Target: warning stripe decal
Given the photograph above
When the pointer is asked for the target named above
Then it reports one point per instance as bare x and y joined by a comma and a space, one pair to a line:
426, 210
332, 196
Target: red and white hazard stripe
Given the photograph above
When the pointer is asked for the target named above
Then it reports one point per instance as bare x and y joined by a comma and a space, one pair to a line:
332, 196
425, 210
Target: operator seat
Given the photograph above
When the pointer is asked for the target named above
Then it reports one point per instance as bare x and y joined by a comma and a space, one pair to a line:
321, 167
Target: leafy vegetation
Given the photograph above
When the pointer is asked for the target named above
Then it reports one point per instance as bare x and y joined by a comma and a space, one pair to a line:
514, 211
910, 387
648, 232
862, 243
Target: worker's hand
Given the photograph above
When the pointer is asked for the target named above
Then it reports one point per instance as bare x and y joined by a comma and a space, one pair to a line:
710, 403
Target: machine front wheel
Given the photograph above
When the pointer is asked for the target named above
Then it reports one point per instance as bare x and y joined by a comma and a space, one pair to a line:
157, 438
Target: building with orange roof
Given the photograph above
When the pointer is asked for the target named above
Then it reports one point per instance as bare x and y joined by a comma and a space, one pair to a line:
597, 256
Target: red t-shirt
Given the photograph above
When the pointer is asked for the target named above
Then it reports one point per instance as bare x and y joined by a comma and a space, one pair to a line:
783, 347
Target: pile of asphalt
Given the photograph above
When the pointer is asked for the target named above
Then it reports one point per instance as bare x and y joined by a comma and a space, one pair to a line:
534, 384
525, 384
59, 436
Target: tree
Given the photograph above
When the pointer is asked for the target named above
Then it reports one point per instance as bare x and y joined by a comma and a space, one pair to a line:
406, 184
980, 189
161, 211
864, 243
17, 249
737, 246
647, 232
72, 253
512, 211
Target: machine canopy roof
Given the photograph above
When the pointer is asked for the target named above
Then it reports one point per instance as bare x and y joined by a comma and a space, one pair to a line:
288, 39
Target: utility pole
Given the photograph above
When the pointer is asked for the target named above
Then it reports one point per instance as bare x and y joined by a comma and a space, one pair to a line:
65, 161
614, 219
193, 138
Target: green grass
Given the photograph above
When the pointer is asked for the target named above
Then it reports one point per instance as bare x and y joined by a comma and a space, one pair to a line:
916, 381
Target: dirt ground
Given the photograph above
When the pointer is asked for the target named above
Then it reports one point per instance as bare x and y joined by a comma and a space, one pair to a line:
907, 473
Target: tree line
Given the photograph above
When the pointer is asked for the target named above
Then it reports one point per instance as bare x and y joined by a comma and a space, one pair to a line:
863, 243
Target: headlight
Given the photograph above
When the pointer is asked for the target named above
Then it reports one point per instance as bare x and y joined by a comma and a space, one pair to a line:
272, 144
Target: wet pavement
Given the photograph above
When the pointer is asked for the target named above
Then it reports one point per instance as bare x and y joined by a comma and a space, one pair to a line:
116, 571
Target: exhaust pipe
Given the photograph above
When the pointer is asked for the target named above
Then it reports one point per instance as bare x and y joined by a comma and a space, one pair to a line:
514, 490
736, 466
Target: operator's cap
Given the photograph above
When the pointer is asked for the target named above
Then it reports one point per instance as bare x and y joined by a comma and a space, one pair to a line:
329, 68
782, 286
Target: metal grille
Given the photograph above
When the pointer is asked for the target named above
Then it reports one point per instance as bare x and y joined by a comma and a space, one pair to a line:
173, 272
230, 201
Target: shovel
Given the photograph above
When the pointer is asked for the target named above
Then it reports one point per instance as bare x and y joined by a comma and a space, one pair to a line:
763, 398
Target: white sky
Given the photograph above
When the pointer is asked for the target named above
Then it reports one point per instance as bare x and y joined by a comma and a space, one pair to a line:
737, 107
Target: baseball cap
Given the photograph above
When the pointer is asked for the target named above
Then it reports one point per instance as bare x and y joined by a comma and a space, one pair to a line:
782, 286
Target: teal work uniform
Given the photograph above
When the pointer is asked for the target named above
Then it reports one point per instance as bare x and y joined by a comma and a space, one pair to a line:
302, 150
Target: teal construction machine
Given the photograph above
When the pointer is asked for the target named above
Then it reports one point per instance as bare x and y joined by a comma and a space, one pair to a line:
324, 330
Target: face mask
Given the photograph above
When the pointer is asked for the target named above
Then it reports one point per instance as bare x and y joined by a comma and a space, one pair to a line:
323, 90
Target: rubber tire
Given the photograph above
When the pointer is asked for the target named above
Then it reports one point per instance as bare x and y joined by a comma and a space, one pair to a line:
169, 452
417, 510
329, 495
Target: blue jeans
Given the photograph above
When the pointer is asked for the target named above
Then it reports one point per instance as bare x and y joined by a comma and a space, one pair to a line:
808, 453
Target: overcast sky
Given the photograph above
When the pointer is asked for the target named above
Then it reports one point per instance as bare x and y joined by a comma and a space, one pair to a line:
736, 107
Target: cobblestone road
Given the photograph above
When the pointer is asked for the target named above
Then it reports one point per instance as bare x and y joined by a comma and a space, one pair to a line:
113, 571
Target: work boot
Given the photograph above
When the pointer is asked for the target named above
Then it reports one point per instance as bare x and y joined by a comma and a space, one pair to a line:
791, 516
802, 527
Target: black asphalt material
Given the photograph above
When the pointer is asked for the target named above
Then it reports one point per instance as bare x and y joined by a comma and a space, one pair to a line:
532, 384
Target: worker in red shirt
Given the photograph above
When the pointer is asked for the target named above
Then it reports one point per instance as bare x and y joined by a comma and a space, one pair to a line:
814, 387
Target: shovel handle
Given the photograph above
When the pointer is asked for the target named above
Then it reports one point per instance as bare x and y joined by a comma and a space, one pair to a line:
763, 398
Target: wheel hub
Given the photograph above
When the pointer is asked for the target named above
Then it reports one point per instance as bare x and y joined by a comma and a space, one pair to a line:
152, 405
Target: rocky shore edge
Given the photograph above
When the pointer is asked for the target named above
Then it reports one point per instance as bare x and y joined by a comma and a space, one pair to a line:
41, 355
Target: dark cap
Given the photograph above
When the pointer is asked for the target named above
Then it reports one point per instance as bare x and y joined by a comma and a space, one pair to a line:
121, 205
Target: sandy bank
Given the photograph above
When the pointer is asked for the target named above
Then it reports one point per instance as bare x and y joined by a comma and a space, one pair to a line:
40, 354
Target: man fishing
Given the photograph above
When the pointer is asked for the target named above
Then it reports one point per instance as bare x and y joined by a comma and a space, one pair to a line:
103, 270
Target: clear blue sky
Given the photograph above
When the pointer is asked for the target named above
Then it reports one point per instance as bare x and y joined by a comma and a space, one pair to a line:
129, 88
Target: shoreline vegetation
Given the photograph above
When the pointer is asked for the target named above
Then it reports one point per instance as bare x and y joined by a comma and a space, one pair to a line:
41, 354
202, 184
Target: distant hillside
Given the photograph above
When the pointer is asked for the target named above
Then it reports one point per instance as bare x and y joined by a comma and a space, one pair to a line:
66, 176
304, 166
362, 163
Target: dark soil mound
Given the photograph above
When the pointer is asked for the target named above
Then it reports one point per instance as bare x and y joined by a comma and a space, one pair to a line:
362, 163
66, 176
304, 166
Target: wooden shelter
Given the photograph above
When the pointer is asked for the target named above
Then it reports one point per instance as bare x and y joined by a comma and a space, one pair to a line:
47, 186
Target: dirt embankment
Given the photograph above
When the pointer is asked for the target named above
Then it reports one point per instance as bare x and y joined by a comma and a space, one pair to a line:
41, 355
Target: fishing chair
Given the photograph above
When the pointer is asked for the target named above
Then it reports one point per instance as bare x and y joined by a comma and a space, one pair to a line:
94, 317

•••••

Could every record be printed again exactly as it reads?

Target: warning stripe decal
Given the photograph above
When the pointer is asked for the target named above
Then it reports one point per instance as bare x and y joined by a comma and a space, one pair to a line:
426, 210
332, 196
Target: red and white hazard stripe
Given the photograph above
When the pointer is asked for the target named above
Then it reports one point per instance as bare x and y joined by a comma and a space, one pair to a line:
332, 196
425, 210
Target: operator seat
Given the photograph above
When the pointer is asked for the target named above
Then it reports one point per instance as bare x and y joined by a comma and a space, one pair to a line:
321, 167
Target: leafy vegetation
Given the photograph above
When the pointer is asked for the target named above
Then it reports one point per instance as bare x and y joined by a comma and a space, one pair to a line:
514, 211
910, 387
648, 232
862, 243
Target: worker's hand
Given the photograph above
When the pointer is asked for the target named above
Then it reports one point per instance as bare x and y joined by a comma and a space, one pair to a line:
710, 403
Target: machine front wheel
Given the photograph above
When the pointer is asked for the target named above
Then it reports one point per instance as bare x and y joined by a comma and a space, one pair to a line:
157, 438
Target: building with orange roof
Given the photograph above
When the pointer is asked for the target named above
Then it reports one point per instance as bare x and y joined by a comma and a space, one pair to a line:
597, 256
Target: red t-shirt
Given the photograph above
When the pointer is asked for the target named above
Then it reports one point per instance as bare x and y joined by a comma and a space, one pair to a line:
783, 347
Target: pile of asphalt
Given the photograph above
When the pointer is asked for the target named above
Then it reports one point per instance as bare x and y joined by a comma and a space, one pair to a line:
534, 384
525, 384
59, 436
Target: tree
Given the photograph above
When the pointer is asked for the target named above
Then it reports one point per instance as bare x and y joined by a comma and a space, one pair to a line:
406, 184
980, 189
161, 211
864, 243
17, 249
737, 246
647, 232
72, 253
512, 211
Target: machine canopy roof
Given the photograph above
When the pointer is asked for the target named above
Then it reports one point per instance as bare x and y joined by a comma and a space, one pair to a line:
288, 39
Target: utility pole
Given the photograph above
When the pointer is asked for the target named above
Then it reports one point per instance as bare x and y joined by a comma and a space, one pair to a line:
65, 161
614, 219
193, 138
Target: green grass
Given the photograph above
When the pointer is asked for the target named above
Then it reports one point per instance as bare x and y joined by a comma and a space, one pair to a line:
916, 381
Target: dirt ground
Given the photograph above
When the pointer is asked for the target named above
Then it reports one point per instance as bare x and y joined by a comma and a space, one pair to a line:
907, 473
Target: tree line
Given the photograph above
When the pointer is asked for the target named above
Then it reports one point per instance as bare x and y joined by a comma and a space, one pair to a line:
863, 243
Target: headlight
Given the photograph above
When the pointer is asked for the target named above
Then it reports one point per instance as bare x and y joined by a comma and a space, one pair to a line:
272, 144
Target: wet pavement
Given the photograph above
When the pointer is asked for the target named above
Then it reports one point per instance as bare x and y joined by a comma and a space, one pair to a line:
116, 571
Target: exhaust pipe
Given the photograph above
When the pointer is asked for the target named above
Then it reports one point per instance as bare x and y joined by a comma and a space, one pair to a line:
514, 490
736, 466
Target: operator's cap
Given the photograph above
When the pointer is asked for the target named above
Then it reports one point per instance as bare x and y joined by a comma and a space, one pair to a line:
329, 68
782, 286
Target: metal grille
Given the photograph above
When the pointer is asked for the target named above
Then it reports one point per instance as bare x and y joined by a comma and a space, one pair to a line:
173, 272
230, 201
Target: shovel
Given the photograph above
When the pointer is asked for the target named above
Then it reports one point per instance as bare x and y joined by a comma and a space, one pair to a line:
763, 398
Target: white sky
Given the photograph above
When the pointer is asked for the target named above
Then it reports one point per instance as bare x and y joined by a comma and a space, one pair to a line:
737, 107
Target: baseball cap
Given the photograph above
When the pointer is asked for the target named above
Then it reports one point per instance as bare x and y joined by a comma and a space, one pair to a line:
782, 286
Target: teal work uniform
Given the photograph above
When the pointer is asked for the target named above
Then it reports one point per instance as bare x and y joined by a comma and a space, one pair to a line:
302, 150
Target: teal construction machine
Given the photograph above
When the pointer is asked for the target named above
Then it reports one point per instance as bare x and y joined by a comma and a space, one pair to a line:
324, 330
Target: face mask
Given the photograph above
When the pointer is asked for the target named above
Then it reports one point per instance as bare x and y joined by a comma and a space, one pair to a line:
323, 90
Target: rubber tire
Given the photograph above
When the pointer is asked for the target named above
Then it reports one point per instance as bare x and y joined by a comma and a space, one pair to a line:
169, 452
417, 510
329, 495
Target: blue jeans
Given the photograph above
When the pointer is asked for the target named above
Then it reports one point per instance as bare x and y joined by a comma and a space, one pair to a line:
808, 453
Target: overcast sky
Given the photograph above
When the pointer is asked for the target named above
Then it reports one point per instance as bare x and y joined by a comma and a space, one pair to a line:
736, 107
Target: cobblestone road
Given the photograph above
When the pointer is asked for the target named above
Then it reports one point per instance as bare x and y joined by a comma and a space, one pair to a line:
113, 571
Target: work boot
Given the photograph above
When the pointer is asked for the target named above
Then it reports one point per instance as bare x and y joined by a comma and a space, one pair to a line:
791, 516
802, 527
Target: black asphalt material
Given the photograph above
When the pointer is asked for the target named above
Then it reports one point per instance as bare x and y joined by a comma and a space, one pair to a line:
532, 384
Target: worker in red shirt
Given the photograph above
When the pointer is asked for the target named above
Then it reports one point per instance as bare x and y joined by a comma and a space, one pair to a line:
814, 387
Target: shovel handle
Given the photograph above
When the pointer is asked for the target named above
Then it reports one point per instance as bare x and y joined by a comma and a space, one pair to a line:
763, 398
Target: wheel hub
Given the photograph above
When the pointer is asked for the target named above
Then it reports one point per instance as bare x and y joined by a comma and a space, one pair to a line:
152, 405
Target: rocky shore edge
Given the photograph above
When the pointer is asked for the target named above
Then it reports one point per instance as bare x and y joined by a comma and a space, one pair to a line:
41, 355
Target: dark cap
Given the photograph above
When the pointer is asked for the target named above
Then it reports one point per instance as bare x and y joined by a comma and a space, one pair to a line:
121, 205
Target: sandy bank
Given the photograph above
When the pointer is asked for the target named above
Then it reports one point per instance as bare x and y joined by a comma and a space, one pair to a line:
40, 354
Target: man fishing
Given the photograph above
When the pointer is asked for the target named above
Then it reports one point per instance as bare x and y joined by a comma and a space, one pair to a line:
103, 270
Target: clear blue sky
Given the photograph above
When the pointer is asked for the target named above
Then it reports one point per instance as bare x and y joined by a comma and a space, one pair to a line:
129, 88
Target: shoreline vegetation
Given the photograph above
When the pointer is asked for the target named above
Then it reports one point per instance as bare x and y joined by a comma and a space, one pair to a line:
41, 354
202, 184
Target: distant hillside
Given the photograph above
When the pointer is asked for the target named above
Then it reports one point per instance as bare x and y joined by a comma and a space, one pair to a line:
66, 176
304, 166
362, 163
Target: dark soil mound
Given the photograph above
When the pointer is asked for the target named above
Then it reports one point per instance as bare x and y joined by a comma and a space, one pair to a line:
362, 163
66, 176
304, 166
Target: wooden shelter
Given the photograph above
When the pointer is asked for the target named above
Then it reports one point per instance as bare x and y joined by a comma and a space, one pair to a line:
47, 186
Target: dirt embankment
Given the photograph above
When the pointer is asked for the target named above
Then it reports one point per instance as bare x and y joined by a comma and a space, one pair to a line:
41, 355
Target: fishing chair
Given the photograph above
When the pointer is asked for the target named above
Then it reports one point per instance as bare x and y joined by a comma and a space, one pair to a line:
94, 317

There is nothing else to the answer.